/---
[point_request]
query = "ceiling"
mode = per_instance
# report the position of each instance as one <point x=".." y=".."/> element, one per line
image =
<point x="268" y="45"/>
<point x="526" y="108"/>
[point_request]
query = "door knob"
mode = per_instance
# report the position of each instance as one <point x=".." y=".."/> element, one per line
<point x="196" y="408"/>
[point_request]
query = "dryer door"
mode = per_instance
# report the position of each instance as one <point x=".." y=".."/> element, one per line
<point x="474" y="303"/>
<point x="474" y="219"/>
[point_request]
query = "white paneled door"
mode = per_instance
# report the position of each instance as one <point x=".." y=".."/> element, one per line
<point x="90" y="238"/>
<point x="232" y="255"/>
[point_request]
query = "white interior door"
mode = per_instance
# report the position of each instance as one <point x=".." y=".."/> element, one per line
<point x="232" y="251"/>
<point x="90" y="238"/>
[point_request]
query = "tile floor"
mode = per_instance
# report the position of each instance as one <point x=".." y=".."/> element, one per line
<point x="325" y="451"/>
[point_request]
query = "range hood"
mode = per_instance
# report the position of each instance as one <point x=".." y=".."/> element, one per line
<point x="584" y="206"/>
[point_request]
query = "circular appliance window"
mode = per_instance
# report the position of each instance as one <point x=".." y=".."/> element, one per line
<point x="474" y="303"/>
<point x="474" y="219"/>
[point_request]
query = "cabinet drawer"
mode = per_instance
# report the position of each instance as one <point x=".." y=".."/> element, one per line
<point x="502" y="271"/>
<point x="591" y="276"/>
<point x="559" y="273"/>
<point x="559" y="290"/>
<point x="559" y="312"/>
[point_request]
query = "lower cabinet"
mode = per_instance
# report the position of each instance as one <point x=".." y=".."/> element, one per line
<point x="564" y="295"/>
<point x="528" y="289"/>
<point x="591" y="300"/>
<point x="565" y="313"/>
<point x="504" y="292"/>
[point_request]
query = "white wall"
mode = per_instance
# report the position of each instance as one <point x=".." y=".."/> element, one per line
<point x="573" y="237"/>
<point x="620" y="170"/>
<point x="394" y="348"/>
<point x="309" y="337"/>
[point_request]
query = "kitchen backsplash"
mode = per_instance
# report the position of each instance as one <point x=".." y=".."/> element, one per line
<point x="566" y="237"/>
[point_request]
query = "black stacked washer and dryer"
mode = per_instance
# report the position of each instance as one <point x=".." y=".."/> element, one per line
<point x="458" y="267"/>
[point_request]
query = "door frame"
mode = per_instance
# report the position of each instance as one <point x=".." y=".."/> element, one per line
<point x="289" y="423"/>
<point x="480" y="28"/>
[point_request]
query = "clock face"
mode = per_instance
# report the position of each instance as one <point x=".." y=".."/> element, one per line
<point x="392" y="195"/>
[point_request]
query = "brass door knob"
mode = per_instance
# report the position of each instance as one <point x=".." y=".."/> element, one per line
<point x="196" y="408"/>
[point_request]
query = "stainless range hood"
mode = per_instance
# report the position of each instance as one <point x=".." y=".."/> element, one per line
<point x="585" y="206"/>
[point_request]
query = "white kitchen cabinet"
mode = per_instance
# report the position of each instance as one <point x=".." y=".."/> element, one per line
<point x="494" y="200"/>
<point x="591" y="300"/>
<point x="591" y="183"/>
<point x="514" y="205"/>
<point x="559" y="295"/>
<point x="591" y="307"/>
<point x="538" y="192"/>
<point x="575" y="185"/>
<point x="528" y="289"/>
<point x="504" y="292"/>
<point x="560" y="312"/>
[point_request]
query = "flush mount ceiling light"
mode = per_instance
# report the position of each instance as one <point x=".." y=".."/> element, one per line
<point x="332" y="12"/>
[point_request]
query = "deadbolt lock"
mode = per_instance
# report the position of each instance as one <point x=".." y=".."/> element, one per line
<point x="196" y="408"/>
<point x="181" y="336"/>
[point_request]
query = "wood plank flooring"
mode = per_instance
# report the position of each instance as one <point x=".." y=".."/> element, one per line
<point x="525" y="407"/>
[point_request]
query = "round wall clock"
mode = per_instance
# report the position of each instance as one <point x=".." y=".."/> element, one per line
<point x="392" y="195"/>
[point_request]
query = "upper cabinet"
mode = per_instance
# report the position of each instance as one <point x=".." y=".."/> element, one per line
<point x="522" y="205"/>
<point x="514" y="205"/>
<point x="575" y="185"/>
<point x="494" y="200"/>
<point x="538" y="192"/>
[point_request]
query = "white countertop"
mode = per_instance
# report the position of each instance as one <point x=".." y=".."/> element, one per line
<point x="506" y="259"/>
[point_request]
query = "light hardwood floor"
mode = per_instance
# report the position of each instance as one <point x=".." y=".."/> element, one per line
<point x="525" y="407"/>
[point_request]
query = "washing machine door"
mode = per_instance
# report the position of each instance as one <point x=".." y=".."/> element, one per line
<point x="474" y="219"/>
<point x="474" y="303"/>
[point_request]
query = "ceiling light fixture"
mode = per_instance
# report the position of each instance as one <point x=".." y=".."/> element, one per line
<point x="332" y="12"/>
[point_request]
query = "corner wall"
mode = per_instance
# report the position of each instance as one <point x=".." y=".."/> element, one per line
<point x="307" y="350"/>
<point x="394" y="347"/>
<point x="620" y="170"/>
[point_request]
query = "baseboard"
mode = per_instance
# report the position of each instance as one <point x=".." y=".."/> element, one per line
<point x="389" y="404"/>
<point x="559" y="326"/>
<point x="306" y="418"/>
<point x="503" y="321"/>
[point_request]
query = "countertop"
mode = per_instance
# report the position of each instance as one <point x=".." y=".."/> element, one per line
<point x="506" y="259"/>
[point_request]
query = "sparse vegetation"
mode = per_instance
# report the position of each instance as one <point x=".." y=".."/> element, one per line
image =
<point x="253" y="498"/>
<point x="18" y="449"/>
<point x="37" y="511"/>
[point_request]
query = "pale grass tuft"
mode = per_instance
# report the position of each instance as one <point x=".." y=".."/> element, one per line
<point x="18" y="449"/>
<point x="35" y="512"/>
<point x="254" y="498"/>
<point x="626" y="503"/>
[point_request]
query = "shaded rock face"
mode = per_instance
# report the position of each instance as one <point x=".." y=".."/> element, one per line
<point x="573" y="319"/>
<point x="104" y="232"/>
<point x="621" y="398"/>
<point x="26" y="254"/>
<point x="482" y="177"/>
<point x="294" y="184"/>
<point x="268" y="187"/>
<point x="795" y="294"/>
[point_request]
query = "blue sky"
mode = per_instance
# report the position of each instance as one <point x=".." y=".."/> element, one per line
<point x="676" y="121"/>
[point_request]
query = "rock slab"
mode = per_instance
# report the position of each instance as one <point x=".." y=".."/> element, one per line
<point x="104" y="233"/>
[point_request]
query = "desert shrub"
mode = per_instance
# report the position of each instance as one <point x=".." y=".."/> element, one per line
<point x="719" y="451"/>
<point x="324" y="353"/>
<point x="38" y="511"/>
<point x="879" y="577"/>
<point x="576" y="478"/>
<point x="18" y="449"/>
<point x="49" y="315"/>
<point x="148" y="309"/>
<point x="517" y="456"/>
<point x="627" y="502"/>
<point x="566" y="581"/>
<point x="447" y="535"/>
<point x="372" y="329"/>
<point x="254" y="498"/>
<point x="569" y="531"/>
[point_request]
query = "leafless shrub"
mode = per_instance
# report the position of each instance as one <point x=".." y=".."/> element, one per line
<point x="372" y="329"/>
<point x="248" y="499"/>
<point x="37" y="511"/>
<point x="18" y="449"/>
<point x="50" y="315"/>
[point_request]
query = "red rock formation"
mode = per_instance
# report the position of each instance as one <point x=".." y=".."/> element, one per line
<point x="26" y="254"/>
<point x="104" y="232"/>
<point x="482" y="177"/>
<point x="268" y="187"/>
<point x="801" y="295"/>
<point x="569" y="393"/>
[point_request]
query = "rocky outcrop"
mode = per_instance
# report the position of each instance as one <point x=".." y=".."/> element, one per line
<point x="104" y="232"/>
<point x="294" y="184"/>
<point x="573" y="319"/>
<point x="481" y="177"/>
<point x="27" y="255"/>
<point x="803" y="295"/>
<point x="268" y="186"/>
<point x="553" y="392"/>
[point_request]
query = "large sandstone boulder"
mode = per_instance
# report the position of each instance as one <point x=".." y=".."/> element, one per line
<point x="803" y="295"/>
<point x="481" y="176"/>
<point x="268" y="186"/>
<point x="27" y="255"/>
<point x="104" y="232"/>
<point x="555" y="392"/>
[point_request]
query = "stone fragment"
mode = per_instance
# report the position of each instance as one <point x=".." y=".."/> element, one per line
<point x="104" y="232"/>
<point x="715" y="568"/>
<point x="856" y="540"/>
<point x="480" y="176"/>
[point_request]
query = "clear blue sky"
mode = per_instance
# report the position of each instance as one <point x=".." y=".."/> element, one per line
\---
→ TASK REQUIREMENTS: Select every line in the listing above that contains the word "light", and copy each one out in full. Match case exactly.

→ FULL ANSWER:
query = "flush mount ceiling light"
query = "light hardwood floor"
query = "ceiling light fixture"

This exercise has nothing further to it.